Document segment below:
At least 13 people have died from snake bites since the beginning of the year, statistics from the ministry of Health and Child Care reveal.
“The total snake bite cases reported during the week ending March 25, 2018 were 114 and one death. The cumulative figure for snake bites were 1 937 and 13 deaths,” the ministry said in its weekly surveillance update. The figures suggest a decrease in cases of both snake bites and deaths compared to the same period last year.
Snake bites claimed 38 lives in the first four months of 2017, while the total number of those bitten were 5 605.
According to the African Snakebite Institute, Zimbabwe has 81 snake species, 48 of which are highly poisonous.
Puff adders are the biggest culprits and are responsible for up to 90 percent of cases of deaths.
Its venom can kill a person within 18 hours or cause paralysis if treatment is delayed because of toxins which damage the human nervous system.
The black mamba is Zimbabwe’s largest venomous snake, reaching an average 2,5m in length but can get to as long as 4,5m.
End of Document segment.
Given records below:
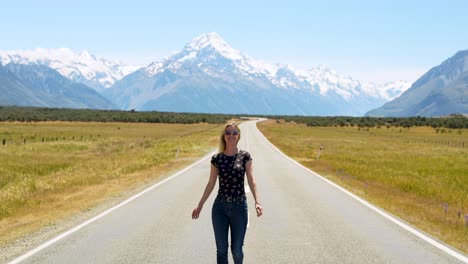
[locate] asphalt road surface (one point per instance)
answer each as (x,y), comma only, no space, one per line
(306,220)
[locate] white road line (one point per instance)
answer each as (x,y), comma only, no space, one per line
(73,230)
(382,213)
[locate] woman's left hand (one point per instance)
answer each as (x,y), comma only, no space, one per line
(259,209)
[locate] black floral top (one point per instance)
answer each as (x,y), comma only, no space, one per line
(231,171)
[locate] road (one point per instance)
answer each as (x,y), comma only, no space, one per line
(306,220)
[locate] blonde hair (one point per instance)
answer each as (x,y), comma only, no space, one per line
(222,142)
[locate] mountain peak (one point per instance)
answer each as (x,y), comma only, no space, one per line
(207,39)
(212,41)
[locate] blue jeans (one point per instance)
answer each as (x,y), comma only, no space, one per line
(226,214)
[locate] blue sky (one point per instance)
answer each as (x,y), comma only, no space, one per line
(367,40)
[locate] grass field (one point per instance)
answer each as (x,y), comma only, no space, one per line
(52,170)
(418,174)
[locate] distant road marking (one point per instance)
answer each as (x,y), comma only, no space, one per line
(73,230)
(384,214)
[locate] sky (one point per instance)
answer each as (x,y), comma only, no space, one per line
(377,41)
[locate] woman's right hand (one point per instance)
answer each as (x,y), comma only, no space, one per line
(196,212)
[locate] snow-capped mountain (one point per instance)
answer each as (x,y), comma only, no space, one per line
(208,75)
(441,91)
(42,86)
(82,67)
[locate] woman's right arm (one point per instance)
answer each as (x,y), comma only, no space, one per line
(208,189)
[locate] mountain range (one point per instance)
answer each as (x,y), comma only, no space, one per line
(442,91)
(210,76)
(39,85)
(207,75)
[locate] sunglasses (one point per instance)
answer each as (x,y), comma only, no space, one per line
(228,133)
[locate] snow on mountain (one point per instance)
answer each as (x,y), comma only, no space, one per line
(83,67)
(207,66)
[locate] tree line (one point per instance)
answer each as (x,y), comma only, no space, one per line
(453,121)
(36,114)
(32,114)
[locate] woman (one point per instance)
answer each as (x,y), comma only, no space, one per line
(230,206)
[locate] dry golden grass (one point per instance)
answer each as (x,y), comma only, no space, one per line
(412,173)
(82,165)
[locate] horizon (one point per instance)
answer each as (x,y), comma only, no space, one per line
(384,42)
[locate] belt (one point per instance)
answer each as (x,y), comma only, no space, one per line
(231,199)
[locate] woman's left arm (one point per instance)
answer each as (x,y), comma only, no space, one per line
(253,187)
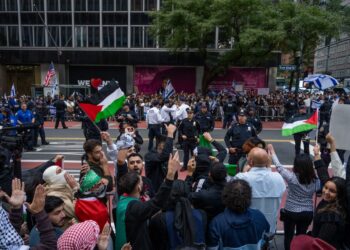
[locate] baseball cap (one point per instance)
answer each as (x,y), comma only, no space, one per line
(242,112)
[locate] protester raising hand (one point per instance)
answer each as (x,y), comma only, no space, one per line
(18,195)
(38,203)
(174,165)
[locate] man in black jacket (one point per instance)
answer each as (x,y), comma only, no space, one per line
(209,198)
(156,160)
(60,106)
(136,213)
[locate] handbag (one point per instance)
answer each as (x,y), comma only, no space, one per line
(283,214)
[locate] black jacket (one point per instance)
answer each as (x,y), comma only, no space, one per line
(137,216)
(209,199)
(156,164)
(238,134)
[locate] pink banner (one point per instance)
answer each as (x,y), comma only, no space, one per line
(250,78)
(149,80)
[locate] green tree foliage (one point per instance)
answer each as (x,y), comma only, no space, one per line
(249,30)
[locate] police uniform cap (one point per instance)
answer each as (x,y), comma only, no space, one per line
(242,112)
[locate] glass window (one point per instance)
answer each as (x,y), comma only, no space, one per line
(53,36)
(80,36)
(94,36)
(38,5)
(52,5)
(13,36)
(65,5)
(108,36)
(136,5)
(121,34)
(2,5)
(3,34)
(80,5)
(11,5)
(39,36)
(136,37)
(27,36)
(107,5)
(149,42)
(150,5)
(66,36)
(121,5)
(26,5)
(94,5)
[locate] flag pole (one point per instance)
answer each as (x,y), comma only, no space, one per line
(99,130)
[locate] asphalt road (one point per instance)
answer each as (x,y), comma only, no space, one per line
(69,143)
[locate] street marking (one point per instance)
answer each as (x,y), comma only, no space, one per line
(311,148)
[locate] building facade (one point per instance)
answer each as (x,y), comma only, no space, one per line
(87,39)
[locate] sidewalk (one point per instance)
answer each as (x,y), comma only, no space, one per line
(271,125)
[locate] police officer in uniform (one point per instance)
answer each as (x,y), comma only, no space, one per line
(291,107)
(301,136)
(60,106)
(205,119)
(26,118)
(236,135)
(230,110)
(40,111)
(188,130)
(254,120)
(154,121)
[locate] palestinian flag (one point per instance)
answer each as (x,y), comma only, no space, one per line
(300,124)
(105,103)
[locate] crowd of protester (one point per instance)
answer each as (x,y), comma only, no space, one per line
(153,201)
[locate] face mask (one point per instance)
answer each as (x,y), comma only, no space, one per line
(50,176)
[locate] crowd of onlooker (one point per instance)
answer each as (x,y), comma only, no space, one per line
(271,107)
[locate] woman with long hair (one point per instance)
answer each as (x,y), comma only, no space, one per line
End of Given records.
- _Work order_:
Continue the article on snake bite deaths in Zimbabwe, picking up right after the sentence about the black mamba's length.

- _Answer area_:
It is extremely aggressive and will not hesitate to strike, very fast and agile, it can reach speeds of up to 20km/h.
Its venom is an extremely potent neuro and cardio-toxic mix, capable of killing a dozen men within the hour, without proper treatment and anti-venom, the mortality rate is almost 100 percent.
Zimbabwe’s forested areas also provide the perfect habitat for a variety of highly neurotoxic cobras, which include the Egyptian cobra, the spitting cobra and the Cape cobra.
The green mamba, the Gabon viper and the bush viper are some of dangerous snake species that prowl the country’s forests.